▶ _WHAT IS REQUIRED_
For each line of the data that includes the word "Provide", copy the line.

--- DATASET ENTRIES ---

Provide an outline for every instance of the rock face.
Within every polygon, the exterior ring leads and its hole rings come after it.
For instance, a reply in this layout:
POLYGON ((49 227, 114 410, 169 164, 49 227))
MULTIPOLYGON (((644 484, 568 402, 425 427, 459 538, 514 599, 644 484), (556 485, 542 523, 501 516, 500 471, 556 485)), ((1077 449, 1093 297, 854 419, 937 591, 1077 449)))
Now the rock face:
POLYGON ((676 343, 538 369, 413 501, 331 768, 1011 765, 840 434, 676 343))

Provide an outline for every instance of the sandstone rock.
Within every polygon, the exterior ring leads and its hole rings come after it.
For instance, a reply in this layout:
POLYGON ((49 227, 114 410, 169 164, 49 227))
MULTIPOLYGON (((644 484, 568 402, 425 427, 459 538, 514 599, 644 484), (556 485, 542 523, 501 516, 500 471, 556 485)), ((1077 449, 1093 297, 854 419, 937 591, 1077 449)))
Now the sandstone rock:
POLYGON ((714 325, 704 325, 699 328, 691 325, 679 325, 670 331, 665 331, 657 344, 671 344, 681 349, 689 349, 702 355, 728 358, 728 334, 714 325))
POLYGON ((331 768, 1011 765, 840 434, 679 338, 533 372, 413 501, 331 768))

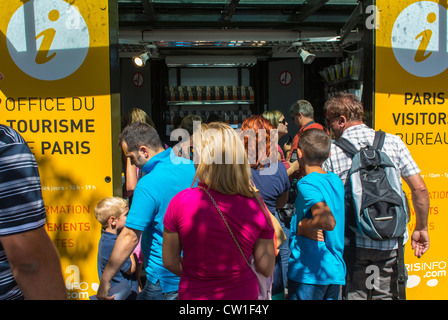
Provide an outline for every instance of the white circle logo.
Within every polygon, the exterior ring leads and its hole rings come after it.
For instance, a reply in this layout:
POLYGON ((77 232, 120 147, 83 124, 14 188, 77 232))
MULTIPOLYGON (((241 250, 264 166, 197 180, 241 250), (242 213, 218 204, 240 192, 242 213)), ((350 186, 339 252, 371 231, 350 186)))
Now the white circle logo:
POLYGON ((448 68, 447 9, 430 1, 406 7, 392 29, 398 63, 418 77, 433 77, 448 68))
POLYGON ((11 58, 23 72, 47 81, 78 70, 90 44, 84 18, 75 6, 62 0, 22 5, 9 21, 6 42, 11 58))

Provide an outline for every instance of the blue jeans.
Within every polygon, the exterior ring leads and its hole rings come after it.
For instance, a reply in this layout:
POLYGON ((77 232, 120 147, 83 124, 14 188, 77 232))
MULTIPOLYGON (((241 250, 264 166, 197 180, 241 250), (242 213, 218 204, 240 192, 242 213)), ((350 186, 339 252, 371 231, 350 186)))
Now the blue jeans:
MULTIPOLYGON (((274 216, 280 221, 277 211, 274 216)), ((280 225, 283 232, 286 235, 286 241, 281 244, 278 248, 279 252, 275 259, 275 269, 274 269, 274 282, 272 284, 272 295, 279 293, 284 293, 287 283, 288 275, 288 264, 289 256, 291 255, 291 250, 289 248, 289 229, 285 226, 283 221, 280 221, 280 225)))
POLYGON ((178 291, 162 292, 160 281, 152 284, 151 281, 146 280, 145 287, 138 294, 137 300, 177 300, 178 291))
POLYGON ((318 285, 288 280, 289 300, 339 300, 340 291, 338 284, 318 285))

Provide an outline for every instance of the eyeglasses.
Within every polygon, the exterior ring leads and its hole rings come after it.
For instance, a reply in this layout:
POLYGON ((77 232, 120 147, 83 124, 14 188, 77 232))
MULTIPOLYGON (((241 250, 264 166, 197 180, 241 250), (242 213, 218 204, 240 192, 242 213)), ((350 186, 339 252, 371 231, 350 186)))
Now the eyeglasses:
POLYGON ((283 120, 279 121, 278 123, 281 123, 281 124, 283 124, 283 125, 286 125, 286 119, 283 118, 283 120))

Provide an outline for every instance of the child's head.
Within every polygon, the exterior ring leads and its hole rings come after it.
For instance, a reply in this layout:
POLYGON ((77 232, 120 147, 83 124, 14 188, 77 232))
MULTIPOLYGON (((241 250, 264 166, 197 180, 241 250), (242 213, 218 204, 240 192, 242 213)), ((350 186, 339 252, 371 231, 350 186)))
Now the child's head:
POLYGON ((108 197, 102 199, 96 205, 95 217, 104 229, 112 227, 112 223, 114 224, 113 227, 117 227, 121 230, 124 227, 124 223, 122 223, 122 225, 119 223, 118 226, 116 224, 119 221, 125 221, 124 218, 126 217, 128 211, 129 204, 126 200, 120 197, 108 197))
POLYGON ((308 129, 300 135, 298 144, 298 153, 302 152, 305 156, 299 160, 313 166, 321 166, 330 155, 331 138, 321 129, 308 129))

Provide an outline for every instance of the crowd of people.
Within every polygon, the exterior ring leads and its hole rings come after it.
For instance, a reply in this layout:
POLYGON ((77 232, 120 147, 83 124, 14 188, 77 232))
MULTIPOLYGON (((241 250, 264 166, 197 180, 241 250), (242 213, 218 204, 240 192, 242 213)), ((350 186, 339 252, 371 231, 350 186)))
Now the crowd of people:
MULTIPOLYGON (((173 148, 152 125, 127 126, 120 145, 144 175, 100 270, 97 297, 116 298, 119 273, 134 281, 122 266, 140 241, 146 277, 136 299, 257 299, 256 273, 271 278, 271 299, 403 299, 401 240, 352 239, 346 227, 351 158, 333 141, 343 136, 362 148, 375 130, 363 123, 362 103, 352 94, 335 95, 324 110, 326 126, 314 121, 308 101, 294 102, 290 116, 299 132, 283 146, 277 141, 288 122, 278 110, 247 118, 240 130, 188 116, 179 125, 187 139, 173 148), (366 286, 369 265, 380 270, 378 287, 366 286)), ((429 248, 426 186, 400 139, 388 134, 384 150, 411 189, 411 246, 420 257, 429 248)))
MULTIPOLYGON (((131 110, 119 138, 123 197, 95 208, 102 226, 95 299, 257 300, 266 298, 262 289, 275 300, 404 299, 398 241, 410 238, 417 257, 429 248, 420 170, 405 144, 387 134, 383 149, 412 192, 415 229, 400 240, 349 237, 351 158, 334 140, 362 148, 375 130, 352 94, 336 94, 324 111, 325 126, 308 101, 294 102, 289 116, 299 133, 283 146, 277 141, 288 122, 278 110, 247 118, 240 130, 189 116, 179 125, 188 139, 168 147, 152 120, 131 110), (366 285, 371 265, 379 269, 374 287, 366 285)), ((23 138, 3 125, 0 163, 0 262, 7 262, 0 263, 0 299, 65 299, 40 187, 33 187, 37 165, 23 138)))

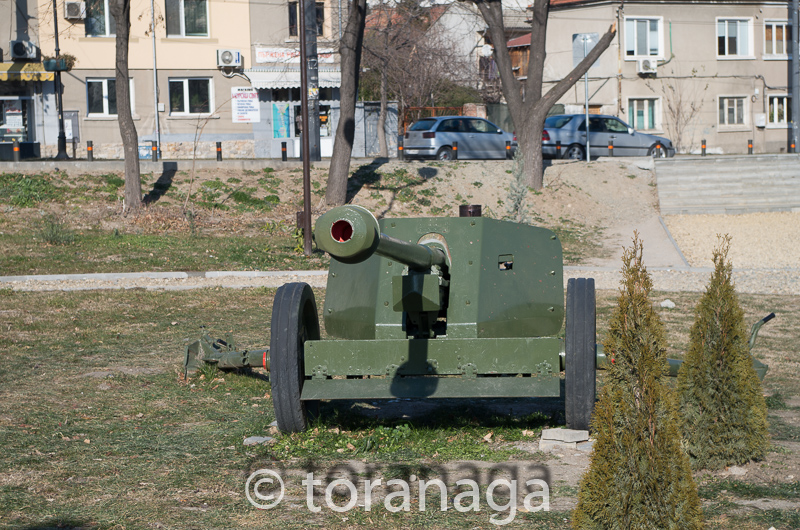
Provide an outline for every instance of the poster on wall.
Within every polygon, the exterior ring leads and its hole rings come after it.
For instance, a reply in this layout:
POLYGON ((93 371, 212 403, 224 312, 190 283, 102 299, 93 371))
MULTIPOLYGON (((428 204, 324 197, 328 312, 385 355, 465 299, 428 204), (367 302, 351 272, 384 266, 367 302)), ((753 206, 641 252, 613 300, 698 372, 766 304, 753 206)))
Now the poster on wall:
POLYGON ((3 121, 6 129, 22 129, 22 102, 19 100, 6 101, 3 108, 3 121))
POLYGON ((231 87, 231 119, 233 123, 258 123, 261 121, 258 90, 252 87, 231 87))
POLYGON ((272 104, 272 137, 289 138, 289 104, 272 104))

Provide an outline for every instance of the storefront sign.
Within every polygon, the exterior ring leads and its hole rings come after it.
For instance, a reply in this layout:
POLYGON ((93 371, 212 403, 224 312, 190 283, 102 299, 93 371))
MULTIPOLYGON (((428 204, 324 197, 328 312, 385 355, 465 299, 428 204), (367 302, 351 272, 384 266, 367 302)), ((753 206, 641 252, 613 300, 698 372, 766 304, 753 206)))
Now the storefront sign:
POLYGON ((233 123, 258 123, 261 121, 258 90, 255 88, 232 87, 231 107, 233 123))
MULTIPOLYGON (((333 63, 333 48, 317 50, 320 63, 333 63)), ((256 48, 257 63, 300 64, 300 50, 294 48, 256 48)))

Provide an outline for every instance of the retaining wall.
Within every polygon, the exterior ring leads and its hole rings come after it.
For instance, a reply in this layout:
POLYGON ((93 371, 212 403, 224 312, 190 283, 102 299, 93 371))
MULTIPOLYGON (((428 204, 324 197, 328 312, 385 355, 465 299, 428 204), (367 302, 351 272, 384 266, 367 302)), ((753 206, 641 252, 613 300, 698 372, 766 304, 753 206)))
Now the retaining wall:
POLYGON ((800 155, 655 162, 662 215, 800 211, 800 155))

---

▶ _FINISHED EXERCISE_
Provide an outline for every instance of the rock face.
Provide an outline for every instance of the sandstone rock.
Provide an outline for every instance of the white circle logo.
Provide an outline for every instance of the blue jeans.
Provide an outline for every instance of the eyeglasses.
Provide an outline for every instance of the child's head.
Provide an outline for every instance of the crowd of people.
Provide an outline for every instance of the poster on wall.
Provide an outline for every instance of the storefront sign.
Provide an outline for every instance of the retaining wall.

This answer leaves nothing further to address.